__SUPPLIED PASSAGE__
Content starts
|
I'm attempting to use linear mixed models to analyze trends in several different measures over the course of a treatment (11 sessions), particularly to determine the effect of depression on the trajectories. When I run the LMM with the session number as the repeated measure, then the model does not acheive convergence. But when I do not enter anything in the repeated statement and use session number as a fixed effect, convergence is acheived. The resulting intercepts and betas from these models are slightly different, but they're all significant.
Content ends
__USING THE INFORMATION__
1/ Answer these questions about the post on linear mixed models, one line each:
(a) How many sessions does the treatment run?
(b) What happens when session number is entered as the repeated measure?
(c) How do the intercepts and betas from the two models compare?
2/ Write the next few sentences of the post about linear mixed models, picking up right after its last sentence.
The lines that come next have nothing to do with the post about linear mixed models.

__DATA SHOWN__
Content starts
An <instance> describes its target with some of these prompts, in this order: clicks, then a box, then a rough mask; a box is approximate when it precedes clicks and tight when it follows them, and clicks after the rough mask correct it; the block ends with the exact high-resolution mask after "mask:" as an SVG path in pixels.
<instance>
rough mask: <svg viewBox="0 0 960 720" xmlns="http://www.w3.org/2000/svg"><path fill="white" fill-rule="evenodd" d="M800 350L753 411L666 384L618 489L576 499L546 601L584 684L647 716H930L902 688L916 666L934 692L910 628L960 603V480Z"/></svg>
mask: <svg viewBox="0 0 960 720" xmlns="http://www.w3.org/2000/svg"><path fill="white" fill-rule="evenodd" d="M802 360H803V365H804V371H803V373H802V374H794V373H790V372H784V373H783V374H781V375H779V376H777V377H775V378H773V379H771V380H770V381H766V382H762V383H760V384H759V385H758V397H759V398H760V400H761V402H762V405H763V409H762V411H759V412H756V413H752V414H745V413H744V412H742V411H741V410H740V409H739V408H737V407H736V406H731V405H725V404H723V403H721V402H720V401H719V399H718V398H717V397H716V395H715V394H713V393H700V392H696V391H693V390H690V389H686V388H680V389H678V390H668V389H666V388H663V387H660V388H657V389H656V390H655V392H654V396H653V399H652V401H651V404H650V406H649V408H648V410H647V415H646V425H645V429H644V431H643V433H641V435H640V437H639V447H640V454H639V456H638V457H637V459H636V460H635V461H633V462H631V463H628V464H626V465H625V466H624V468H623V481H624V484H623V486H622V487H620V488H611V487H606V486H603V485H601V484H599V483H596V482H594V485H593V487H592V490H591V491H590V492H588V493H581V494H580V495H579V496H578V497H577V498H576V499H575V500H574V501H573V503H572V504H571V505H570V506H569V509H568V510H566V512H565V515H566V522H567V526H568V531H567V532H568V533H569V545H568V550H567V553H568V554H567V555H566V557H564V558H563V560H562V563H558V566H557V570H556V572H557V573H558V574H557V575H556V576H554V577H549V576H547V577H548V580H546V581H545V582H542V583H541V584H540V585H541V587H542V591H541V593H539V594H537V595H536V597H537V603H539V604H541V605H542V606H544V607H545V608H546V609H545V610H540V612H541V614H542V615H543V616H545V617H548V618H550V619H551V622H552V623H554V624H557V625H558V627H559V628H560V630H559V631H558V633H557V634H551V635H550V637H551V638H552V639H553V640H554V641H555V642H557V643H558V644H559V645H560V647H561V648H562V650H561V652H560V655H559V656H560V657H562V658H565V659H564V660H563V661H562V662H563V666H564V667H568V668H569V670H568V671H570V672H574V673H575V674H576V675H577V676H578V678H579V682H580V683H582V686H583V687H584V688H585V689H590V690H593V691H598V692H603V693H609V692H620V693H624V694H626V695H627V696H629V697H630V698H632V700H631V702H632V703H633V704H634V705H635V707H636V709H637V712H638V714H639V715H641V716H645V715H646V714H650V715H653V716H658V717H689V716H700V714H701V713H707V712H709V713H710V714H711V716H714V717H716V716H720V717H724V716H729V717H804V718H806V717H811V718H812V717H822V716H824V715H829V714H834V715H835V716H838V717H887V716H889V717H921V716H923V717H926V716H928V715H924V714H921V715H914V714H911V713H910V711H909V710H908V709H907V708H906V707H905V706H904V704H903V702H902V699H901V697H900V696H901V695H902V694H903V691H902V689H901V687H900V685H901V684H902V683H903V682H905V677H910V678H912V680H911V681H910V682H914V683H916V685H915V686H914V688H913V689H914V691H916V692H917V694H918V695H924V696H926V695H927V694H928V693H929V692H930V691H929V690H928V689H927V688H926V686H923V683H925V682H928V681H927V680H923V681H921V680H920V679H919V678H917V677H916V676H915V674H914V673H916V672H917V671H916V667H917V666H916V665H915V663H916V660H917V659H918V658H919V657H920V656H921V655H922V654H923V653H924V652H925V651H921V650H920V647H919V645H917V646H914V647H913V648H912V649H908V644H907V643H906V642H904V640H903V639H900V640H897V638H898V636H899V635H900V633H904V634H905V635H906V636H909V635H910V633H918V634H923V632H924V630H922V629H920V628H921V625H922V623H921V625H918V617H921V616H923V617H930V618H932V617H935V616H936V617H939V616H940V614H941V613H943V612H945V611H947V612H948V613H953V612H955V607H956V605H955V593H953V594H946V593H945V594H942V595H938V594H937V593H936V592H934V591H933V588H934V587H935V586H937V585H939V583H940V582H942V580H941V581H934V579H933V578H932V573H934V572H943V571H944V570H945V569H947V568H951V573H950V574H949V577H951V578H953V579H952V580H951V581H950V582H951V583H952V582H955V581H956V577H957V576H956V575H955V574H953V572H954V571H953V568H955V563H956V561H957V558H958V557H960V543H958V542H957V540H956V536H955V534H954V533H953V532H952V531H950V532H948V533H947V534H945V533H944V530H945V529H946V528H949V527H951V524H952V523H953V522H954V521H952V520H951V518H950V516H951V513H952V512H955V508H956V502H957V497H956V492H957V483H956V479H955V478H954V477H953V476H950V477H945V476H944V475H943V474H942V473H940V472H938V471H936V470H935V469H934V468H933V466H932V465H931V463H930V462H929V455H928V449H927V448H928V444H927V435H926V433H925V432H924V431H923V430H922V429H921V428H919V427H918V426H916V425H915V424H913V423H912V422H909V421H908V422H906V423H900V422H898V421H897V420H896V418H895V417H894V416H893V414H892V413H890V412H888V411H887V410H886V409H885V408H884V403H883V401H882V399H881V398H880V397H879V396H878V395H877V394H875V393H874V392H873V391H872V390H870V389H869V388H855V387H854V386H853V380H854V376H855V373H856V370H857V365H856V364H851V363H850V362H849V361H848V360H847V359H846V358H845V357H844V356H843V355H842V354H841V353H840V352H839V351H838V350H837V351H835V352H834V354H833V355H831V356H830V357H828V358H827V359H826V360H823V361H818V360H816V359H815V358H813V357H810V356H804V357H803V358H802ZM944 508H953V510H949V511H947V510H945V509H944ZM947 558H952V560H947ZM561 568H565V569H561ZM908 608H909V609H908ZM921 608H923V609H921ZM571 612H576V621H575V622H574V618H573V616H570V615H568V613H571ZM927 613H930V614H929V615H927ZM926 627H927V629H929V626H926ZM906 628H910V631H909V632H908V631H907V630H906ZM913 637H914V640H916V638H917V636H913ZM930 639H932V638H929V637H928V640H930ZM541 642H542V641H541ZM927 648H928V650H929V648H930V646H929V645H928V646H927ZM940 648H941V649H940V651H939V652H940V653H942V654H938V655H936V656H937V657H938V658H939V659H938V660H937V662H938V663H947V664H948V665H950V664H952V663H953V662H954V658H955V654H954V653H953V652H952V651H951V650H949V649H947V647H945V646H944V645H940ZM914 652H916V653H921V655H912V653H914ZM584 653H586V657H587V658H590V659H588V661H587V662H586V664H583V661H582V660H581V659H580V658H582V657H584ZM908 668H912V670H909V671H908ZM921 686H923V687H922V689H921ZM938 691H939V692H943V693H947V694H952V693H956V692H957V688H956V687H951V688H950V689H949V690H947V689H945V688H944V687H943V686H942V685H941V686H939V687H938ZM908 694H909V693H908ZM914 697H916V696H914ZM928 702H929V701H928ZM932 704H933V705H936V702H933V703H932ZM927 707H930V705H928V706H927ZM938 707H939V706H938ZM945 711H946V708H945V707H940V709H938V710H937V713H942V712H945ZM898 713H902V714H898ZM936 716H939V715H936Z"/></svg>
Content ends
__ANSWERS GIVEN__
1/
(a) 11 sessions.
(b) The model does not achieve convergence.
(c) They are slightly different, but all are significant.

2/
Here's some sample code:
With REPEATED:
MIXED ZBeck_sum BY Depressed WITH SessionNum
/CRITERIA=CIN(95) MXITER(100) MXSTEP(5) SCORING(1) SINGULAR(0.000000000001) HCONVERGE(0, ABSOLUTE) LCONVERGE(0, ABSOLUTE) PCONVERGE(0.000001, ABSOLUTE) /FIXED=Depressed SessionNum Depressed*SessionNum | SSTYPE(3) /METHOD=REML /PRINT=COVB R SOLUTION TESTCOV /RANDOM=INTERCEPT | SUBJECT(Subj_ID) COVTYPE(VC) /REPEATED=SessionNum | SUBJECT(Subj_ID) COVTYPE(UN). Without REPEATED:
MIXED ZBeck_sum BY Depressed WITH SessionNum
/CRITERIA=CIN(95) MXITER(100) MXSTEP(5) SCORING(1) SINGULAR(0.000000000001) HCONVERGE(0, ABSOLUTE) LCONVERGE(0, ABSOLUTE) PCONVERGE(0.000001, ABSOLUTE) /FIXED=Depressed SessionNum Depressed*SessionNum | SSTYPE(3) /METHOD=REML /PRINT=COVB R SOLUTION TESTCOV /RANDOM=INTERCEPT SessionNum | SUBJECT(Subj_ID) COVTYPE(UN). I just don't understand the difference between using the REPEATED statement and using FIXED. Would anyone please explain this?
Thanks.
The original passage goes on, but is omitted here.